* _What needs to be done_
From the first line to the last, please write out the data exactly.

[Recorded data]
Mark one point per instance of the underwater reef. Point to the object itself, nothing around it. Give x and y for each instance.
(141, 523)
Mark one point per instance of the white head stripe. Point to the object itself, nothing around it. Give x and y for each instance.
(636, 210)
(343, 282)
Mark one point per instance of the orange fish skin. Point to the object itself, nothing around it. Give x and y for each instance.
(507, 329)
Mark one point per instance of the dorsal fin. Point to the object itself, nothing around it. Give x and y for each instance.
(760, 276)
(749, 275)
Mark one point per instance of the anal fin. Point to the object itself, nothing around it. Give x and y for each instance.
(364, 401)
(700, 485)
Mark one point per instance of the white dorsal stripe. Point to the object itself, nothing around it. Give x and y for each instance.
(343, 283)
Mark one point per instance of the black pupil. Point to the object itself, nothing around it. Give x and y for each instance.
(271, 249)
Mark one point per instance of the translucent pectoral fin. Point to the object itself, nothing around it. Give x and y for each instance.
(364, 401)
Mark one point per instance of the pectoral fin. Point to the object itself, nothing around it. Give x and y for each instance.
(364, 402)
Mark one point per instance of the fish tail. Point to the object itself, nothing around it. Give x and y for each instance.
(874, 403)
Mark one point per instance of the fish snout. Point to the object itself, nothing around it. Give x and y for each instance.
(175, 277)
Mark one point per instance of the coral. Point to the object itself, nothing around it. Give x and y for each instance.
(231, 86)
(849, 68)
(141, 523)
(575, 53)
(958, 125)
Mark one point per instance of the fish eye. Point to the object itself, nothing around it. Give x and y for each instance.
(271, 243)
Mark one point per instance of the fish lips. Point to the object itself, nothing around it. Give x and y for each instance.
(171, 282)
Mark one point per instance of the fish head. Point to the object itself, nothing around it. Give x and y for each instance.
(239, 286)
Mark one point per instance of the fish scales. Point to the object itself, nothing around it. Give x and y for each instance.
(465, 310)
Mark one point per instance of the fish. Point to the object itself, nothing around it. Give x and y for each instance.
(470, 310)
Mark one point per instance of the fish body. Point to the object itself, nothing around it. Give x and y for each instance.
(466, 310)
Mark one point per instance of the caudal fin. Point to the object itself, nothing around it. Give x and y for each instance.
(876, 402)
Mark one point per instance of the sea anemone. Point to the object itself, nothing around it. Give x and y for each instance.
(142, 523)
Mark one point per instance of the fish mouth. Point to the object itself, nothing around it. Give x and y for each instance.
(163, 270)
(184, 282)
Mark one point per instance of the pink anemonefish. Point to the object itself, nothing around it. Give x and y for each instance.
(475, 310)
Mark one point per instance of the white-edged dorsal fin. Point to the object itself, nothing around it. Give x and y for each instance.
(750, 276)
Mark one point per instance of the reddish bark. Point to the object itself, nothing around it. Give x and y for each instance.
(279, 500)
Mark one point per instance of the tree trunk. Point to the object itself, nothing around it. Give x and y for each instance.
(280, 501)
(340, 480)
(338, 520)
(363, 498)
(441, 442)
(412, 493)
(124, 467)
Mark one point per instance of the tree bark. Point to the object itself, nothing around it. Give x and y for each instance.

* _Reply to the exercise_
Mark one point per instance of the underwater reef. Point to the object itself, nothing around it. Give x and y for each instance.
(141, 523)
Mark one point per instance of the white head stripe. Point to the object itself, nothing around it. Give x and y for each instance.
(636, 210)
(343, 282)
Mark one point per instance of the orange fish skin. Point to the object itself, nothing around it. Give x and y for each instance.
(507, 329)
Mark one point per instance of the dorsal fin. Point to the object itself, nothing around it. Give x and y for each instance.
(760, 276)
(749, 275)
Mark one point per instance of the anal fin. Point to the object itself, nothing around it. Give x and y for each instance.
(364, 401)
(700, 485)
Mark one point per instance of the white dorsal stripe. Point to the object itself, nothing around it. Give x and y for each instance.
(343, 283)
Mark one point per instance of the black pupil. Point to the object itself, nothing around it. Give x and y for each instance.
(271, 249)
Mark one point per instance of the translucent pectoral fin. Point to the object itself, nothing around it. Give x and y for each instance.
(364, 401)
Mark one point per instance of the pectoral fin. Point to the object itself, nothing around it. Give x and y for each instance.
(364, 402)
Mark one point per instance of the fish tail. Point to the object itself, nothing around it. Give x and y for each instance.
(874, 403)
Mark one point per instance of the fish snout. Point to the object itself, nothing around it. Give x and y for each instance.
(175, 277)
Mark one point per instance of the coral. Point to the object itself, nothing around it. Give x and y for each instance.
(231, 86)
(849, 68)
(141, 523)
(575, 53)
(958, 125)
Mark one point per instance of the fish eye. Point to the object itself, nothing around it. Give x and y for each instance.
(271, 243)
Mark one point per instance of the fish lips. Point to the object itself, nothing around it. Give x and y for each instance.
(171, 282)
Mark one point per instance of the fish head. Point to the object itself, nothing around it. Give x and y for each instance.
(239, 286)
Mark one point per instance of the fish scales. Point to the object itself, nothing around it. Give x and y for each instance.
(465, 310)
Mark one point per instance of the fish. Point to the object itself, nothing around it. Give x and y for each instance.
(470, 310)
Mark one point per instance of the fish body. Point to the object itself, nothing around it. Give x and y for each instance.
(466, 310)
Mark one point per instance of the caudal fin. Point to the object itself, nothing around it. Give x and y for each instance.
(876, 402)
Mark one point per instance of the sea anemone. Point to the object itself, nothing around it. Give x and y for each instance.
(142, 523)
Mark one point per instance of the fish mouth. Point to the object itself, nothing around it. Give x and y for each instance.
(163, 270)
(184, 282)
Mark one point per instance of the pink anemonefish. Point to the object itself, nothing around it. Give x and y for each instance.
(475, 310)
Mark one point per instance of the white-edged dorsal fin. Point to the object itself, nothing around it. Give x and y for each instance.
(750, 276)
Mark one point per instance of the reddish bark. Point to the object itself, nothing around it. Give x and y for each instance.
(279, 500)
Mark one point per instance of the tree trunk. Point to the object itself, nothing around it. Give x and y for each instance.
(280, 501)
(340, 480)
(338, 520)
(363, 498)
(441, 442)
(412, 493)
(124, 467)
Mark one point per instance of the tree bark. Point to the object itself, nothing around it. Give x and y for each instance.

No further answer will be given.